§ TASK ITEM
Extend the discussion of the radiomics nomogram for predicting early HCC recurrence after resection, picking up after its final sentence below.

Vascular invasion, classified as gross or microvascular invasion, is the expression of the invasive biological behaviour of the tumour and is always associated with a worse clinical outcome [30]. Our study demonstrated that gross vascular invasion was an independent risk factor for early recurrence. This finding was consistent with a previous study, which showed that patients with gross vascular invasion had an increased risk for recurrence after resection [31]. In addition, non-smooth tumour margin was another significant predictor for early recurrence in our study, which was consistent with the results from previous studies [12, 29, 32, 33]. Although the tumour size, multifocality, peritumoural enhancement, and peritumoural hypointensity on HBP images were found significant in the univariate analysis in our study, they lost their statistically significant association with early recurrence in the multivariate analysis. These findings were different from those of previous studies [10]. Such inconsistencies might be associated with the presence of selection bias due to the strict inclusion criteria in our radiomics analysis.

In this study, we further combined the radiomics score with clinical characteristics and subjective imaging features to improve the predictive power of the clinical-radiological nomogram. As a result, the proposed radiomics nomogram yielded an improved diagnostic performance in the training cohort (AUC from 0.796 to 0.844) and validation cohort (AUC from 0.814 to 0.841), indicating that the combined radiomics approach may have a greater value in postoperative early recurrence prediction over the clinical-radiological features. This finding was consistent with Zhou Y et al. [34], who also integrated CT-based radiomics features in conjunction with clinical risk factors and obtained better performance than the use of clinical risk factors alone in predicting early recurrence in HCC.

Moreover, the decision curve analysis showed that our radiomics nomogram demonstrated great potential for clinical application in postoperative outcome estimation. With the help of this radiomics nomogram, patients can be risk-stratified in terms of follow-up. This proposed radiomics nomogram may assist clinicians in evaluating the probability of early recurrence after resection, extend the existing criteria for surgical candidate selection and optimize treatment decisions before patients undergo operation. For instance, patients identified as high risk may benefit from liver transplantation rather than surgical resection; if liver transplantation is not possible, additional adjuvant therapies, such as preoperative adjuvant systemic chemotherapy or upfront transarterial chemoembolization, should be considered preoperatively [35, 36]. Furthermore, even when HCC is removed by curative liver resection, high risk patients should be carefully monitored to detect recurrent HCC at its earliest stage, and appropriate postoperative adjuvant therapy is also required to prevent recurrence after resection in this population [37, 38].

[Records drawn from a dataset]
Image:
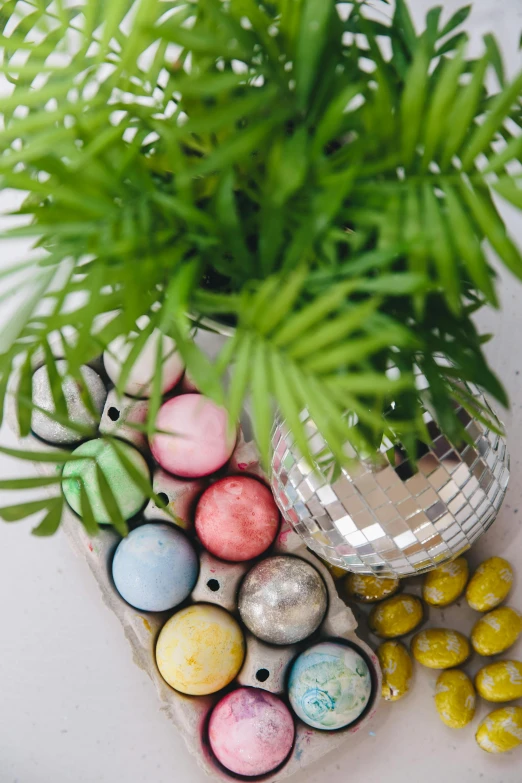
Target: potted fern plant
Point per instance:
(318, 183)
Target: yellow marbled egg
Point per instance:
(496, 631)
(397, 670)
(445, 584)
(440, 648)
(396, 616)
(490, 584)
(455, 698)
(367, 588)
(501, 730)
(200, 649)
(500, 681)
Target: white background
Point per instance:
(75, 709)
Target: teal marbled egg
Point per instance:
(330, 686)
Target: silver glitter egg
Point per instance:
(385, 516)
(282, 600)
(52, 431)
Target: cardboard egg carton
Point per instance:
(265, 666)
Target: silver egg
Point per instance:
(52, 431)
(282, 600)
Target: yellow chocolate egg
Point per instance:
(500, 681)
(446, 583)
(367, 588)
(397, 669)
(440, 648)
(490, 584)
(496, 631)
(396, 616)
(455, 698)
(200, 650)
(501, 730)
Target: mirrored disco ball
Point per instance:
(383, 517)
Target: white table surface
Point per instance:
(75, 709)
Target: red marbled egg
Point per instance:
(237, 518)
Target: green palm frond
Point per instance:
(271, 165)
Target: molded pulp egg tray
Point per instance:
(218, 583)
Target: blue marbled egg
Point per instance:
(330, 686)
(155, 567)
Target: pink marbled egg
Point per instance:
(251, 732)
(200, 442)
(237, 518)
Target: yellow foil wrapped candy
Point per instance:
(445, 584)
(396, 616)
(490, 584)
(200, 650)
(367, 588)
(440, 648)
(501, 730)
(397, 670)
(500, 681)
(496, 631)
(455, 698)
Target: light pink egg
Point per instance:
(237, 518)
(200, 442)
(251, 732)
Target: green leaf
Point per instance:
(240, 376)
(468, 246)
(51, 522)
(458, 18)
(413, 100)
(510, 151)
(87, 515)
(452, 43)
(465, 108)
(441, 101)
(496, 115)
(495, 57)
(333, 331)
(23, 510)
(262, 416)
(491, 224)
(440, 243)
(24, 391)
(315, 18)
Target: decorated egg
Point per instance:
(330, 686)
(496, 631)
(396, 616)
(201, 441)
(440, 648)
(445, 584)
(237, 518)
(200, 650)
(155, 567)
(501, 730)
(251, 732)
(139, 382)
(500, 681)
(455, 698)
(103, 454)
(48, 429)
(490, 584)
(282, 600)
(397, 670)
(367, 588)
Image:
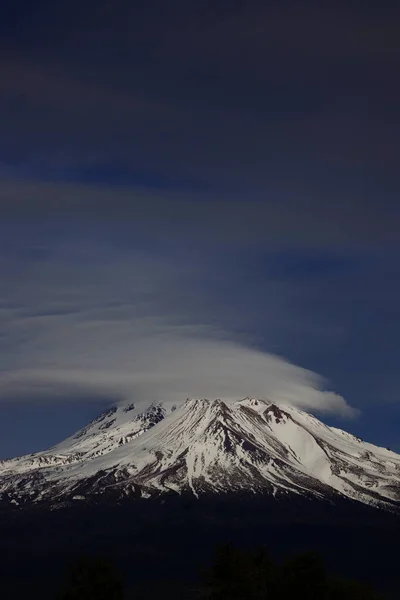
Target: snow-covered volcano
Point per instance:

§ RESPONSE
However, the current study has several limitations. 1) Our study was a prospective longitudinal cohort study; thus, the sample size of our study was limited by the strict inclusion criteria. 2) Our study was performed in a single institution. Although all MR images in this prospective study were acquired in a uniform MR scanner with standardized sequences for imaging acquisition to reduce bias and variance of our results, additional validation from other institutions is warranted to facilitate wider use of this predictive nomogram. 3) The complex correlation between a radiomics feature and biological behaviour is difficult to interpret. Further exploration in radio-genomics is still required to determine potential radiomics-biologics correlates. In the future, we will consider genomic characteristics associated with HCC prognosis, such as Ki-67 index [39], CK-19 [40], and p53 [41], to establish a more comprehensive radio-genomics model.

Conclusion

In conclusion, the multi-sequence-based multiparametric radiomics nomogram for gadoxetic acid-enhanced MR imaging demonstrated good discriminative ability in predicting postoperative early recurrence (≤1 year) for HCC. Therefore, it may assist in postoperative outcome estimation and guide clinical treatment decision-making for patients with HCC.